EXCERPTED TEXT
_ _ _ _

Notably in this trial, patients who had an eGFR <40 ml/min were excluded, not because you cannot use pegloticase in patients with chronic kidney disease, but because there was an abundance of caution to use methotrexate in patients with chronic kidney disease. Remember that methotrexate is a medication that is cleared by the kidney, and if you have chronic kidney disease, methotrexate concentrations can build up and cause a higher risk for either kidney injury, or other kinds of adverse events due to the accumulation of the medicine. Thus, patients with eGFRs <40 mL/min were excluded, but there were a sizable number of patients -roughly a third of all participants- who did have mild- to moderate-chronic kidney disease, or eGFRs between 40-60 mL/min.”
Medicom: What is the take-home message of the presentation at ASN?

“The overall results for the MIRROR RCT, the primary outcome data, were reported at the EULAR congress this last summer. Here at the ASN conference, we really wanted to focus on those patients who had chronic kidney disease enrolled in that trial.

In particular, we wanted to focus on what the impact of pegloticase and methotrexate would be on patients' kidney function and safety profile for those patients with chronic kidney disease. Some of the new data that was presented was not just the fact that the medication was effective for these patients, but also that the use of pegloticase and methotrexate did not negatively impact these patients' kidney function. So, we focused on eGFR levels before treatment, while they were in the run-in period with methotrexate, and for the 24 weeks duration of pegloticase therapy.

_ _ _ _

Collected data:
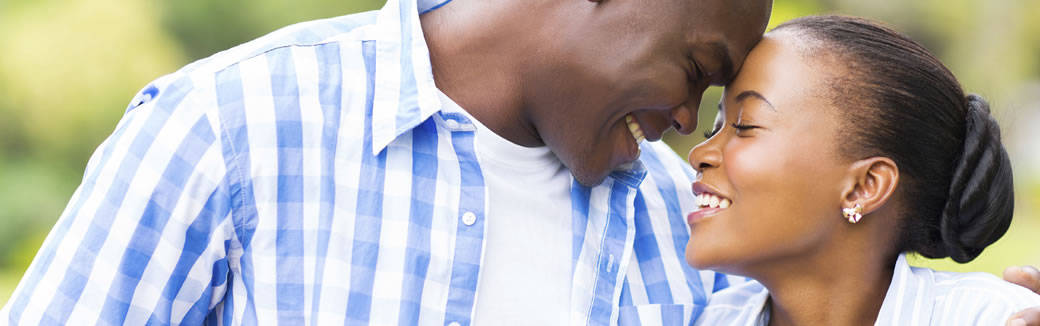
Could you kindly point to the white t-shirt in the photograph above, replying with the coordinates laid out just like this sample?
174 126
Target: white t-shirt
525 278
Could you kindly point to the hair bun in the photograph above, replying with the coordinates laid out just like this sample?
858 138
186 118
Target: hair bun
981 198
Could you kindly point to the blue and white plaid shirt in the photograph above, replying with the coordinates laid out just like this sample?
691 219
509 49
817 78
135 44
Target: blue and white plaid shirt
310 177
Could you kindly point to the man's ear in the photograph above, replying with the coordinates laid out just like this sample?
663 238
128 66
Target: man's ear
871 182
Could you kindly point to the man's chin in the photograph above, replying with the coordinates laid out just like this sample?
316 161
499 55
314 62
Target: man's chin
589 178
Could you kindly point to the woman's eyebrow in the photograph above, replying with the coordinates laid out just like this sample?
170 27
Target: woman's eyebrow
746 94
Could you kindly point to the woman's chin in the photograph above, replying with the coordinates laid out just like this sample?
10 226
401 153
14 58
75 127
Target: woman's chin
700 258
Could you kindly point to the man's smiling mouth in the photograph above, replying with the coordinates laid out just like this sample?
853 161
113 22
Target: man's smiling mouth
633 127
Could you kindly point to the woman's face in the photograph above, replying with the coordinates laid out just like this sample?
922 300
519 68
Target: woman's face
773 164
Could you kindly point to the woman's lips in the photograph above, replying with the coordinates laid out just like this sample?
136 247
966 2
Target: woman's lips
702 214
708 202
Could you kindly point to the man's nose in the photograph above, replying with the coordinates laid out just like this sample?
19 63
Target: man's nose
684 118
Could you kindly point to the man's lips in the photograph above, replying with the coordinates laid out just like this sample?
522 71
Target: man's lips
634 128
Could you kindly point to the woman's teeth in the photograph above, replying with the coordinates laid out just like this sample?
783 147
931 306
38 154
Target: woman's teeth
634 128
708 200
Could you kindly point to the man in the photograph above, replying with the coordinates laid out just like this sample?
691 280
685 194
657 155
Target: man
432 163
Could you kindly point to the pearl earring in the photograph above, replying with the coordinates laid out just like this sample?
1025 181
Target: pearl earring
853 214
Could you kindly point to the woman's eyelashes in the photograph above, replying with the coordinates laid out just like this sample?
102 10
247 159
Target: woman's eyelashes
743 128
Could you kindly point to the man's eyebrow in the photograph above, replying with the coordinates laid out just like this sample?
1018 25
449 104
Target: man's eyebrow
746 94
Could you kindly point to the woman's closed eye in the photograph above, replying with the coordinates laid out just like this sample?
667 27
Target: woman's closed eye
742 129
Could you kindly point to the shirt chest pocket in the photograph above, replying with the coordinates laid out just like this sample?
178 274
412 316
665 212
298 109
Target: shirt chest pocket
658 314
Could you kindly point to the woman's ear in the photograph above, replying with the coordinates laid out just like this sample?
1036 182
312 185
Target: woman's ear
872 182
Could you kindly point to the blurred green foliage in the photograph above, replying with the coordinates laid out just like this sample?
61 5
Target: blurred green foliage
69 68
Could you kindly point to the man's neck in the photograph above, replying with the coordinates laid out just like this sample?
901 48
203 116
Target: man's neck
833 291
477 52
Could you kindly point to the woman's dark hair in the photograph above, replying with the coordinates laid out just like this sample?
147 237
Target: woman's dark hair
901 102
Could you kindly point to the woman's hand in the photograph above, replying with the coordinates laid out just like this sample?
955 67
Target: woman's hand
1030 277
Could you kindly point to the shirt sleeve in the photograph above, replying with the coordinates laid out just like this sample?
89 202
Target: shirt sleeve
146 236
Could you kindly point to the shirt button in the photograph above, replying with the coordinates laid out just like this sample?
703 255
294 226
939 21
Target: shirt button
469 218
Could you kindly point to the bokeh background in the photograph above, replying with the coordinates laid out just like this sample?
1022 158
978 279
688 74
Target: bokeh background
69 68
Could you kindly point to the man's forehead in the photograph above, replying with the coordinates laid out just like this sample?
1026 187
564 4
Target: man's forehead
721 56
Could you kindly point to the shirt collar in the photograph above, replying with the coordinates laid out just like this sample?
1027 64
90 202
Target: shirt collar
405 92
906 300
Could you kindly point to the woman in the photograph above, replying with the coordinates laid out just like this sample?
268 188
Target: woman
839 147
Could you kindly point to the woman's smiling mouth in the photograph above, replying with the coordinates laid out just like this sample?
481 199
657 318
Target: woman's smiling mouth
708 203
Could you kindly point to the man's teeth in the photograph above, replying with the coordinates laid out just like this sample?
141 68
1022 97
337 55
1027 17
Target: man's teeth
708 200
634 128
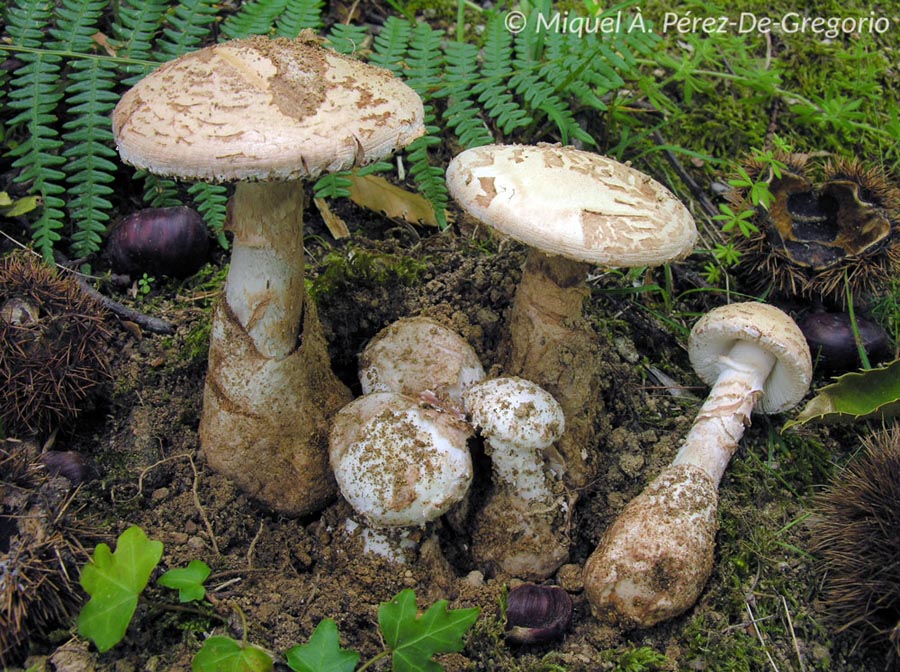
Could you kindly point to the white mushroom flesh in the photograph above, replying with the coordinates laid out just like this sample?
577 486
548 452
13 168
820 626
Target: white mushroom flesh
518 420
398 463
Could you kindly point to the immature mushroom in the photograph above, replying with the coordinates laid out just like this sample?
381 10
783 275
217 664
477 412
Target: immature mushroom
416 356
398 462
521 529
654 560
266 114
574 209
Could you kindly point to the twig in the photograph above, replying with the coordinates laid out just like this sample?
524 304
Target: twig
762 640
206 523
793 635
151 324
146 322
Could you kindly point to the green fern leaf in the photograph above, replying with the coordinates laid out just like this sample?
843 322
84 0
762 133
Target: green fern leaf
492 90
136 25
253 18
333 185
346 38
300 14
189 25
212 201
35 93
391 44
89 101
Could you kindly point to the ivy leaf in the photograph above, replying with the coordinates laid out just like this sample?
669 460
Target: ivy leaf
114 581
414 640
188 581
323 652
854 397
223 654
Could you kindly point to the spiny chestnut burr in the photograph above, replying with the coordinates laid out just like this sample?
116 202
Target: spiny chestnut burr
654 560
856 527
833 345
159 241
537 614
52 346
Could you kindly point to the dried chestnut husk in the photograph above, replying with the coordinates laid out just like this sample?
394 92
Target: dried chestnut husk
536 614
830 228
159 241
833 346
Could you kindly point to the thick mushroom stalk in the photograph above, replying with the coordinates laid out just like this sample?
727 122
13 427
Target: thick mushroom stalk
264 113
521 530
574 209
654 560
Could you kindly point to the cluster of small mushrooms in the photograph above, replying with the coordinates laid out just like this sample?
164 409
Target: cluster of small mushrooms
266 114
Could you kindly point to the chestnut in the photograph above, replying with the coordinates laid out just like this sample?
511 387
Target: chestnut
833 347
537 614
159 241
67 463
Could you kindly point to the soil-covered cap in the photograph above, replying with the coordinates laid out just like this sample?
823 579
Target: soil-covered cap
769 328
572 203
263 109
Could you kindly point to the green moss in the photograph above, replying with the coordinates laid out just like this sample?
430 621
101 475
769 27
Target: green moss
352 266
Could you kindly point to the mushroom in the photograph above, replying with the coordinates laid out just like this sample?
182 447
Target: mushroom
521 529
574 209
398 462
654 560
415 356
266 114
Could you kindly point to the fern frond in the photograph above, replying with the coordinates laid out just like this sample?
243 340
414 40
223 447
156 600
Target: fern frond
346 38
333 185
90 155
211 201
492 89
89 100
135 28
300 14
253 18
187 27
391 44
461 114
35 93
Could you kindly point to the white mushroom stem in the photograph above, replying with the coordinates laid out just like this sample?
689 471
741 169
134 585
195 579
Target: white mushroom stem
265 288
720 423
521 470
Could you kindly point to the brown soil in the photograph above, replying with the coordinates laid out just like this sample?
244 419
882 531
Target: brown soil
286 574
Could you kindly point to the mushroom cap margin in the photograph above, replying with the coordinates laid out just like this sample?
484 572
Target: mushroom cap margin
264 109
766 326
572 203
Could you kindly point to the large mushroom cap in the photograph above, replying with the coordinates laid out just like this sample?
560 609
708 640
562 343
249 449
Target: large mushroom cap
573 204
716 333
261 109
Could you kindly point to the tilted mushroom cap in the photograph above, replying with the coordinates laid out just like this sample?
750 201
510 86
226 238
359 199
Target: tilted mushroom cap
416 354
573 204
261 109
715 334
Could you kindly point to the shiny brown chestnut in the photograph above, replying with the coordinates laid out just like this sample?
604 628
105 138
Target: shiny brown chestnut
537 614
833 346
159 241
67 463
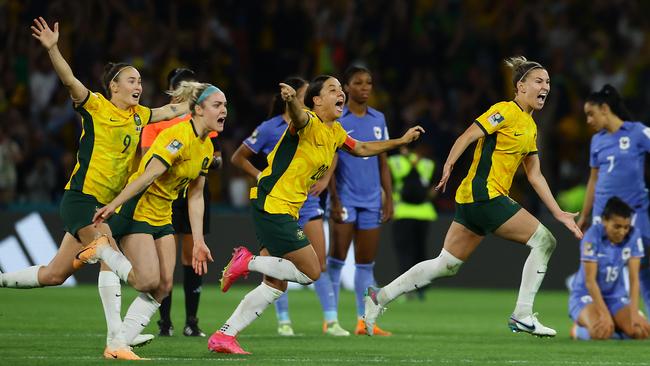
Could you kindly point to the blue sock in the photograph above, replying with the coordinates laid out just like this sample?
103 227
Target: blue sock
364 277
325 294
282 308
334 267
582 333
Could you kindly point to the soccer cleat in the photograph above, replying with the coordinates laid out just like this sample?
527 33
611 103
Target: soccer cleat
166 329
142 340
285 330
334 329
372 312
531 325
88 254
237 267
192 328
361 329
222 343
121 354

_ _ _ _

EXERCISE DIRECTIONS
Please answer from the excerpt: roughly what share of all participants had mild- to moderate-chronic kidney disease? You won't need the records.

REPLY
Roughly a third of all participants.